Start of RECORD EXTRACTS

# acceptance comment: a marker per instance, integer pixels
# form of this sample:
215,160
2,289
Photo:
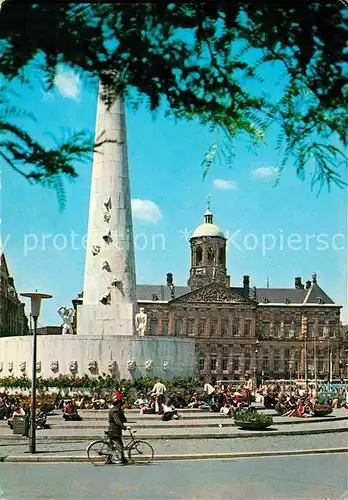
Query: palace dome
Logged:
208,228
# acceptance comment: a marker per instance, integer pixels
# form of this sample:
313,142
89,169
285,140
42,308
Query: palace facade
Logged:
269,333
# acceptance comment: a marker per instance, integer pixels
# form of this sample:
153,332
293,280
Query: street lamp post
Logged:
36,298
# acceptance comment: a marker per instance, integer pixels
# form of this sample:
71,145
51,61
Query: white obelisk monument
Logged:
109,295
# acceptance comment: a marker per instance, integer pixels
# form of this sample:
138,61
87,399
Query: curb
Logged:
159,458
168,437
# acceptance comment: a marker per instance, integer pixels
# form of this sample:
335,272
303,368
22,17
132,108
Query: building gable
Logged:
214,293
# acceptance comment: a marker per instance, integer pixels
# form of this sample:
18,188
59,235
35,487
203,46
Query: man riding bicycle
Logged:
117,419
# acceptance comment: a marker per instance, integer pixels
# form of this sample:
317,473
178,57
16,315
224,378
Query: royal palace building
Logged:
274,333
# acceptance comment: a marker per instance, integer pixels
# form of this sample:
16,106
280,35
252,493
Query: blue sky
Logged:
166,180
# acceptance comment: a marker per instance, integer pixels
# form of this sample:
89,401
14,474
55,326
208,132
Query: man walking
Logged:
158,391
117,419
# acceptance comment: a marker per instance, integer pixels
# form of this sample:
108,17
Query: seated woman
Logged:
169,412
142,403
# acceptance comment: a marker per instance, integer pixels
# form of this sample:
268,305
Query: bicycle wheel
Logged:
141,452
98,452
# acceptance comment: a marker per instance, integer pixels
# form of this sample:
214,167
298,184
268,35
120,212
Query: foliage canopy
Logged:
200,61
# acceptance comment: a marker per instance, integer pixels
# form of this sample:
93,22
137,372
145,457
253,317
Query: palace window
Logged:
235,327
222,257
235,364
153,326
178,326
224,327
201,328
210,254
266,330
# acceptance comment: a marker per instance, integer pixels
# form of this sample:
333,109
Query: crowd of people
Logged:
223,397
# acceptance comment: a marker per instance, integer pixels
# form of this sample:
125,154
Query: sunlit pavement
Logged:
310,477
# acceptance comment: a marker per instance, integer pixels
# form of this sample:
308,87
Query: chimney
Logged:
298,283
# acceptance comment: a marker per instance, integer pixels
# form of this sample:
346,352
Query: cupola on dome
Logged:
208,228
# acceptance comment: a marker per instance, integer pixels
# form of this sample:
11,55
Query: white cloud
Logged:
68,83
265,171
223,184
146,210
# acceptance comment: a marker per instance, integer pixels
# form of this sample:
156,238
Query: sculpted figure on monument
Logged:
106,298
148,365
112,365
141,322
73,366
67,314
54,365
131,365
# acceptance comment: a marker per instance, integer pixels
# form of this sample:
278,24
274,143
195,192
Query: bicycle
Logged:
102,451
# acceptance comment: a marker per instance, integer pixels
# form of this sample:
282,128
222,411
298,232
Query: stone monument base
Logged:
106,320
123,357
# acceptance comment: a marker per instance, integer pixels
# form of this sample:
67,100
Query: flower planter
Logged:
252,426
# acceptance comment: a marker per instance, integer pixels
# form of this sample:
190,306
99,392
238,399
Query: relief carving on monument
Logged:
107,237
148,365
106,298
92,366
95,250
67,314
54,365
112,365
214,293
107,203
131,364
73,366
106,216
141,322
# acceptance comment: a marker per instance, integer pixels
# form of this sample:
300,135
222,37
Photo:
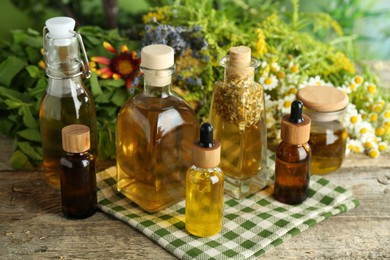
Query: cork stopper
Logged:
75,138
239,66
295,128
240,56
206,152
156,59
323,98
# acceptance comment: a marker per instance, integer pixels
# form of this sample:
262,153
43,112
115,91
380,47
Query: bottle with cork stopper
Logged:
205,186
78,175
238,116
292,164
155,133
66,101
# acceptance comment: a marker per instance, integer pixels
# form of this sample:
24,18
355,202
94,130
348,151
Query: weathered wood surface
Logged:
32,225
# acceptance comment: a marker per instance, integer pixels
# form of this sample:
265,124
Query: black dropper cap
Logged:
206,135
296,112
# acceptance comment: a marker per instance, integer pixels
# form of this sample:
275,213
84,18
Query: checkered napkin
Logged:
251,226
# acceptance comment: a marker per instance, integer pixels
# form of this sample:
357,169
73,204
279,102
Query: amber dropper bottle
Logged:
204,187
292,165
78,175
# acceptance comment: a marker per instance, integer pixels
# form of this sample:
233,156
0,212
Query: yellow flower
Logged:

End of RECORD EXTRACTS

## SET EXERCISE
Filter the data above and copy out every line that contains the string "cork". Treat case as significant.

## WRITTEN SOLUTION
Query: cork stopper
Query: bottle with cork stopper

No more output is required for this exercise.